■ GOAL OF THE EXERCISE
A word-for-word copy of the records below is needed, without the images.

Natural language region descriptions:
.....
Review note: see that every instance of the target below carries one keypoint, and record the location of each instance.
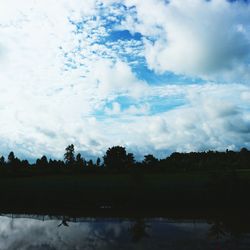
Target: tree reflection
(217, 230)
(64, 222)
(139, 230)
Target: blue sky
(154, 76)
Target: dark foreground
(124, 194)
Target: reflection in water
(139, 230)
(42, 233)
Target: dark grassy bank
(126, 193)
(119, 184)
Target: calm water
(51, 233)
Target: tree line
(116, 158)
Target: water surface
(61, 232)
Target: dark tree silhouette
(150, 161)
(90, 164)
(98, 162)
(69, 155)
(11, 157)
(117, 158)
(43, 162)
(2, 161)
(80, 162)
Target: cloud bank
(71, 73)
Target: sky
(154, 76)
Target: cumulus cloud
(208, 39)
(61, 82)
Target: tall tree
(80, 161)
(69, 155)
(116, 158)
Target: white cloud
(54, 79)
(208, 39)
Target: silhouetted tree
(11, 157)
(115, 158)
(90, 164)
(98, 162)
(69, 155)
(130, 162)
(2, 161)
(43, 162)
(150, 161)
(80, 162)
(13, 161)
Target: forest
(117, 160)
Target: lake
(41, 232)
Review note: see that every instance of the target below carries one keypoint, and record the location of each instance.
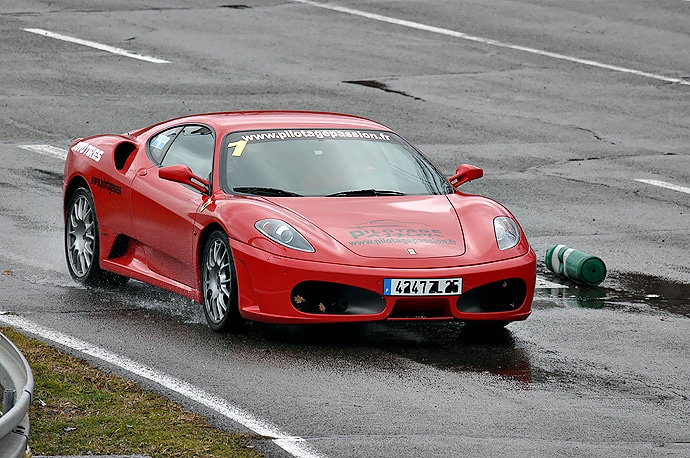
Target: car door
(164, 212)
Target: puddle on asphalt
(620, 291)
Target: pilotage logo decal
(106, 185)
(88, 150)
(380, 232)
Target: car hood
(386, 227)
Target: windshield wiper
(366, 192)
(262, 191)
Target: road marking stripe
(294, 445)
(663, 184)
(46, 150)
(489, 41)
(102, 47)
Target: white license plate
(422, 286)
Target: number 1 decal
(239, 147)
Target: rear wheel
(82, 243)
(219, 284)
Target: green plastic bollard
(575, 265)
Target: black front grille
(500, 296)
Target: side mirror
(184, 175)
(465, 173)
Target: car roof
(224, 122)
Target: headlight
(507, 232)
(281, 232)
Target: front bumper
(275, 289)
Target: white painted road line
(46, 150)
(663, 184)
(294, 445)
(489, 41)
(102, 47)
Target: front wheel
.....
■ EXERCISE SOLUTION
Review note: see that every instance of the target below carries one keypoint, and record the location of each instance.
Target: tree reflection
(217, 230)
(64, 222)
(139, 230)
Target: blue sky
(154, 76)
Target: dark foreground
(124, 194)
Target: reflection in water
(139, 230)
(42, 233)
Target: dark grassy bank
(126, 193)
(119, 184)
Target: calm water
(51, 233)
Target: tree line
(116, 158)
Target: water surface
(61, 232)
Target: dark tree silhouette
(150, 161)
(90, 164)
(98, 162)
(69, 155)
(11, 157)
(117, 158)
(43, 162)
(2, 161)
(80, 162)
Target: cloud bank
(71, 73)
Target: sky
(154, 76)
Target: cumulus cloud
(208, 39)
(61, 82)
Target: tall tree
(80, 161)
(69, 155)
(116, 158)
Target: white cloud
(54, 79)
(208, 39)
Target: silhouetted tree
(11, 157)
(115, 158)
(90, 164)
(98, 162)
(69, 155)
(130, 162)
(2, 161)
(43, 162)
(150, 161)
(80, 162)
(13, 161)
Target: forest
(117, 160)
Target: lake
(41, 232)
Review note: see that every instance of the target below carries one keypoint, and record the location of each instance.
Target: car door
(164, 212)
Target: puddle on asphalt
(620, 291)
Target: pilotage logo decal
(106, 185)
(88, 150)
(380, 232)
Target: car hood
(386, 227)
Target: windshield wiper
(366, 192)
(262, 191)
Target: road marking stripe
(294, 445)
(663, 184)
(46, 150)
(489, 41)
(102, 47)
Target: white license plate
(422, 286)
Target: number 1 decal
(239, 147)
Target: rear wheel
(82, 243)
(219, 284)
Target: green plastic bollard
(575, 265)
Target: black front grille
(500, 296)
Target: side mirror
(184, 175)
(465, 173)
Target: car roof
(224, 122)
Target: headlight
(507, 232)
(281, 232)
Target: front bumper
(275, 289)
Target: white painted road line
(46, 150)
(663, 184)
(294, 445)
(489, 41)
(102, 47)
Target: front wheel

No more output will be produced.